Start of Text

Since 1988 the Arboretum in Wojsławice near Niemcza is a satellite garden of the Botanical Garden of the University of Wrocław. It covers an area of 65 ha and contains the biggest collections of Rhododendron and Hemerocallis species and cultivars in Poland, as well as many rare woody species, especially conifers.

=== Departments ===
- Ground ornamental plants – a section located in the western part of the Garden, was established in the 1960s to promote decorative horticultural plants. The collection includes hyacinths, narcissus, iris, peonies and daylilies.
- Systematics – covers an area of approximately 2 ha and located in the central part of the Wrocław Botanical Garden. Herbaceous plants as well as trees, shrubs and shrubs that can develop and winter in the climatic conditions of Poland.
- Arboretum – a section maintained as a park, both native and foreign species of trees and shrubs.
- Alpinarium – there are about 1500 species and varieties of cultivated rock plants. Its peculiarity is its geological profile.
- Water, mud and aquarium plants – one of the world's largest (over 250 taxa) collection of subtropical and tropical aquatic and mud plants.
- Greenhouse plants – The Wrocław greenhouse collection has a total of nearly 5,000 taxa and is one of the largest in Poland.
- Plant didactics and morphology – an exhibition of species that illustrate, among others, selected issues in the field of biology and morphology, ecology and geography of plants, allowing to learn about the structure of flowers and the methods of their pollination, types of fruit and methods of dispersing seeds, various types of inflorescences, shoots, leaves, roots and forms of plants.

End of Text

## Task requirements
**A)** Rewrite the paragraph of the botanical garden text that begins "Since 1988 the Arboretum" as a short list that keeps its main facts.
**B)** Write out the part of the botanical garden text between "- Alpinarium –" and "forms of plants.", inclusive.
You won't need the material after this text.

Start of Supplied information

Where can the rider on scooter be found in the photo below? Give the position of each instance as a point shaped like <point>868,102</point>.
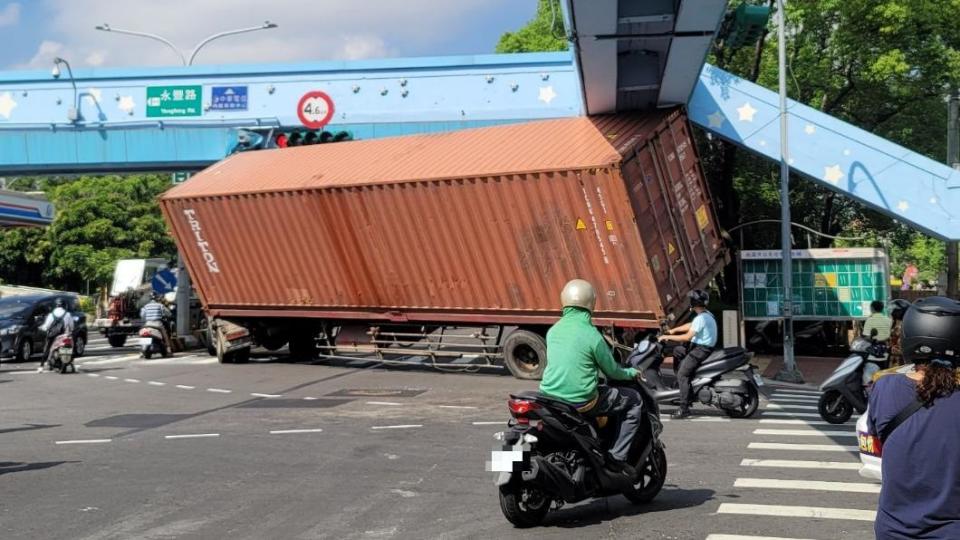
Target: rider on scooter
<point>576,354</point>
<point>697,340</point>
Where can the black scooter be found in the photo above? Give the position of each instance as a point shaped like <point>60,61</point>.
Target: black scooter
<point>553,455</point>
<point>737,397</point>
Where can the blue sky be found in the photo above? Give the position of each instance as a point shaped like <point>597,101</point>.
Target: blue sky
<point>35,31</point>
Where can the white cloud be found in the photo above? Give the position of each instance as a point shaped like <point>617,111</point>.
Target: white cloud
<point>328,30</point>
<point>10,15</point>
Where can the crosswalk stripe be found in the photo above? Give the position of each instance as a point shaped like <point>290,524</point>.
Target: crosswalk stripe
<point>797,511</point>
<point>791,406</point>
<point>748,537</point>
<point>800,464</point>
<point>803,447</point>
<point>807,485</point>
<point>803,433</point>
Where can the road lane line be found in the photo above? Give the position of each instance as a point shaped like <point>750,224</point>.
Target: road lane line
<point>797,511</point>
<point>807,485</point>
<point>800,464</point>
<point>83,441</point>
<point>803,447</point>
<point>804,433</point>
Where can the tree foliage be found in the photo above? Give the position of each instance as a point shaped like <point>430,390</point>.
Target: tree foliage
<point>543,33</point>
<point>98,220</point>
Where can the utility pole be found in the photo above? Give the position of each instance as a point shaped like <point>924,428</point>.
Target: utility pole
<point>953,159</point>
<point>790,373</point>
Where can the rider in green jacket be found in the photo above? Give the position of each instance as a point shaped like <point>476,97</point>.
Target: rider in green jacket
<point>576,354</point>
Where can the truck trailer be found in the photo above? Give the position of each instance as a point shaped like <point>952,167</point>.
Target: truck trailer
<point>453,246</point>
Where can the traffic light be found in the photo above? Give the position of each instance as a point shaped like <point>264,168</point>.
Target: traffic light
<point>298,137</point>
<point>744,25</point>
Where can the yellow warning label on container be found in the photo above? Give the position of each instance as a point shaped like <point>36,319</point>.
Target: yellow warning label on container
<point>702,218</point>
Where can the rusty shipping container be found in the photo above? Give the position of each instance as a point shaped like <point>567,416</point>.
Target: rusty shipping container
<point>475,226</point>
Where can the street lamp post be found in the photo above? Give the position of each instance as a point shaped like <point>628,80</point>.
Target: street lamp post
<point>183,278</point>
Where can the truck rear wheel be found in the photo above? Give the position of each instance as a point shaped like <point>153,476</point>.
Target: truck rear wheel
<point>525,354</point>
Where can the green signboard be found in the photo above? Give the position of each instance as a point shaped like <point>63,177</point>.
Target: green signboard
<point>828,284</point>
<point>170,101</point>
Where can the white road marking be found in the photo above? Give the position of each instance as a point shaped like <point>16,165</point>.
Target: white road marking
<point>797,511</point>
<point>803,433</point>
<point>807,485</point>
<point>748,537</point>
<point>84,441</point>
<point>803,447</point>
<point>799,464</point>
<point>787,421</point>
<point>789,406</point>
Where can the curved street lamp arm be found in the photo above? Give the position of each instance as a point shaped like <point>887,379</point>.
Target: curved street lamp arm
<point>108,28</point>
<point>267,25</point>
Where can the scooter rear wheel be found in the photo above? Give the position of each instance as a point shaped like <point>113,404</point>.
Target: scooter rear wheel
<point>834,408</point>
<point>523,506</point>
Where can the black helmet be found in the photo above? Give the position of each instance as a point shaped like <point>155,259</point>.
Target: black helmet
<point>698,298</point>
<point>931,330</point>
<point>898,308</point>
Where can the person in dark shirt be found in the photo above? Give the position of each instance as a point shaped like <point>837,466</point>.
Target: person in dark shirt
<point>920,495</point>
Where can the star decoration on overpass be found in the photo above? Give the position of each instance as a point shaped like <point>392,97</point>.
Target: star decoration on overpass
<point>7,105</point>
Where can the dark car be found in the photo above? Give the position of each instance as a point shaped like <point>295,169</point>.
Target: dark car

End of Supplied information

## Task-by-task outputs
**A)**
- Location: the Arboretum in Wojsławice near Niemcza
- Status: satellite garden of the Botanical Garden of the University of Wrocław since 1988
- Area: 65 ha
- Collections: Poland's biggest collections of Rhododendron and Hemerocallis species and cultivars, plus many rare woody species, especially conifers

**B)**
- Alpinarium – there are about 1500 species and varieties of cultivated rock plants. Its peculiarity is its geological profile.
- Water, mud and aquarium plants – one of the world's largest (over 250 taxa) collection of subtropical and tropical aquatic and mud plants.
- Greenhouse plants – The Wrocław greenhouse collection has a total of nearly 5,000 taxa and is one of the largest in Poland.
- Plant didactics and morphology – an exhibition of species that illustrate, among others, selected issues in the field of biology and morphology, ecology and geography of plants, allowing to learn about the structure of flowers and the methods of their pollination, types of fruit and methods of dispersing seeds, various types of inflorescences, shoots, leaves, roots and forms of plants.